* Problem requirements *
Please write out every item below again in full, adding 99 to each x and y coordinate in the answer points and leaving all other text unchanged.

------ Provided information ------

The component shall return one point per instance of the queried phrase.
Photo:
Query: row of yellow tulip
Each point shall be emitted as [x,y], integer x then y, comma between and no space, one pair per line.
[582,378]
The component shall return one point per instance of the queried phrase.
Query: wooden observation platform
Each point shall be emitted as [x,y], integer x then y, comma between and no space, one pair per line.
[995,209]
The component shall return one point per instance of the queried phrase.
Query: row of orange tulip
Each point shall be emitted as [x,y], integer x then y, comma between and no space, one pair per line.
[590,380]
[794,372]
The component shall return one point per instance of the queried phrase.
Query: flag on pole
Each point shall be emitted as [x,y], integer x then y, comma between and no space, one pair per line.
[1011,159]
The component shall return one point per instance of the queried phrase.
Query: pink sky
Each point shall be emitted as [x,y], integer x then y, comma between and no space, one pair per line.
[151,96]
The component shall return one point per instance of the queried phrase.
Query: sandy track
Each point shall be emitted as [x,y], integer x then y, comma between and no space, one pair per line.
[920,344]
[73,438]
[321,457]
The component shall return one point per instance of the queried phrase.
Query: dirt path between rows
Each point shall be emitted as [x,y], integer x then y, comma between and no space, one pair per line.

------

* Exercise solution *
The component shall return one point per instance of the queried phrase.
Photo:
Query: row of yellow tulip
Each point shall be emitted as [x,y], integer x then y, comma between and no space, one pair per line.
[681,477]
The component shall return one point per instance of the queried phrase.
Query: wooden observation platform
Each point shall be emitted as [x,y], integer x then y, comma between and no space, one pair per line.
[1094,308]
The component shall return one point per instance of the queried phrase.
Query: row of orange tulip
Each point shall be emitted as [x,y], integer x then y, comma between and no space, one pair per line.
[689,479]
[893,471]
The component shall return one point per instance of the queried phrase.
Query: flag on pole
Each point shall be emitted as [x,y], integer x then y, comma between and no space, one pair per line.
[1110,258]
The component shall return one point per instance of the queried phrase.
Query: pink sky
Each point shall be emitted as [x,y], integer x then y, comma between and no space, one pair per line.
[250,195]
The component shall return one point per instance of the queried phrase.
Query: sandy track
Each point shall be emitted as [x,y], integer x then y, comma between and no space, one pair per line.
[1019,443]
[172,537]
[420,556]
The component shall return one point per instance of the queried phrase.
Query: dirt path between rows
Each point shall be emitted as [x,y], integer x then y, comma between and no space, one pair per line.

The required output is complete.